Document text:

I need help with the following proble. Given a triangle ABC with orthocenter H and altitudes $CM= 2 \sqrt 2$ and $AN=3$. If H divides the altitude BP into segments with ratio 5:1, i.e.BH:HP=5:1, find the area of $\triangle ABC$.

  • $\begingroup$ One can give a somewhat "equationy" solution, nothing difficult. If you are interested, and no one comes up with a solution I consider nice, I will type it out. $\endgroup$ – André Nicolas May 19 '12 at 1:52
  • $\begingroup$ Could you please outline your solution? $\endgroup$ – Adam May 19 '12 at 6:22

Let $CH=x$ and $HM=Y$. Let $AH=u$ and $HN=v$. Let $BH=5t$ and $HP=t$.

Triangles $HPC$ and $HMB$ are similar. It follows that $\frac{t}{x}=\frac{y}{5t}$ and therefore $xy=5t^2$. In a similar way we can show that $uv=5t^2$. So far we have the equations $$x+y=2\sqrt{2},\qquad u+v=3,\qquad xy=uv.$$ We need another equation! One way of getting it goes as follows.

The request:
Extend the triangle-area solution above, starting right after its final sentence, "One way of getting it goes as follows."

Extracted material:

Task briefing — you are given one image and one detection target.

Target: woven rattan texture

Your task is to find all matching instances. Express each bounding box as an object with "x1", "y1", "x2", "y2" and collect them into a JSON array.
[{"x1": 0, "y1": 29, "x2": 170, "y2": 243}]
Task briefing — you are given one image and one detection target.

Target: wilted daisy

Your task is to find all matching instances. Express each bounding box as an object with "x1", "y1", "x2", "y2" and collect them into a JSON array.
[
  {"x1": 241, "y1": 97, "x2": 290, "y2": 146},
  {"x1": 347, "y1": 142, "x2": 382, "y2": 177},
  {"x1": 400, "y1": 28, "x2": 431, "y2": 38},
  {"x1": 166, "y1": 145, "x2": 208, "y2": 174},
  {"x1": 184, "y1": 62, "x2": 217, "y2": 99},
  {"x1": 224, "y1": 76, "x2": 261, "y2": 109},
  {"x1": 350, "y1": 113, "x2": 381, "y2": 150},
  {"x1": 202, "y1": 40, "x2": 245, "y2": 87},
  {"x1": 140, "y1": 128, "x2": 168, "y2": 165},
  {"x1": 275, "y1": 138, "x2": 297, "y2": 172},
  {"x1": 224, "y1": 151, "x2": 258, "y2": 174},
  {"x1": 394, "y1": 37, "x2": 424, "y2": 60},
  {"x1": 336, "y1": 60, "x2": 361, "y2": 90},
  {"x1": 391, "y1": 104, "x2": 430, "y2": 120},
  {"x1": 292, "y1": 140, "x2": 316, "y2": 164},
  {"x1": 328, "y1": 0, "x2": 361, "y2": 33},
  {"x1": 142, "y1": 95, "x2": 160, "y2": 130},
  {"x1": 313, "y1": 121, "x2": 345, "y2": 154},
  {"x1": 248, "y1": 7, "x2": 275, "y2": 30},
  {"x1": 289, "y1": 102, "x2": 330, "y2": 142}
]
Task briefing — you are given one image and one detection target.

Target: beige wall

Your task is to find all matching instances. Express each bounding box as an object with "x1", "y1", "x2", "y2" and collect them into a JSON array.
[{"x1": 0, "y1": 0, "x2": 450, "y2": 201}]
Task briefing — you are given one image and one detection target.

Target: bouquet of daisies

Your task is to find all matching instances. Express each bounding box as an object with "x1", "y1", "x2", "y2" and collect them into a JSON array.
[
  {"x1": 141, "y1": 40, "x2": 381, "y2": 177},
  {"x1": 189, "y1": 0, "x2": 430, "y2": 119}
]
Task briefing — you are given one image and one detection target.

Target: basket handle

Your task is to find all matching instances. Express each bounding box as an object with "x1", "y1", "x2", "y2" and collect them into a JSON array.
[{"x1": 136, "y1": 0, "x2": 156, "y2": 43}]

Response:
Let $K$ be the area of $\triangle ABC$. Note that $\triangle ABC$ can be decomposed into the $3$ triangles $\triangle AHC$, $\triangle BHA$, and $\triangle CHB$.

Look first at $\triangle AHC$. This has base $CA$ and height $t$, while our full triangle $ABC$ has base $CA$ and height $6t$. So the area of $\triangle AHC$ is $\frac{t}{6t}K$, that is, $\frac{K}{6}$.

Do a similar calculation with $\triangle BHA$. It has area $\frac{y}{x+y}K$, that is, $\frac{Ky}{2\sqrt{2}}$. Similarly, the area of $\triangle CHB$ is $\frac{Kv}{3}$.

The sum of the areas of these three triangles is $K$. That gives the equation $$\frac{K}{6}+\frac{Ky}{2\sqrt{2}}+\frac{Kv}{3}=K,$$ which simplifies to $$3y+2\sqrt{2}v=5\sqrt{2}.$$

The rest is mechanical. We have $3$ linear equations in our variables $x$, $y$, $u$, $v$. Use these to express $x$, $u$, and $v$ in terms of $y$. Then substitute in the equation $xy=uv$. We get a quadratic equation in $y$. Solve, then find $x$, $u$, $v$. Now we can determine $t$, and therefore everything.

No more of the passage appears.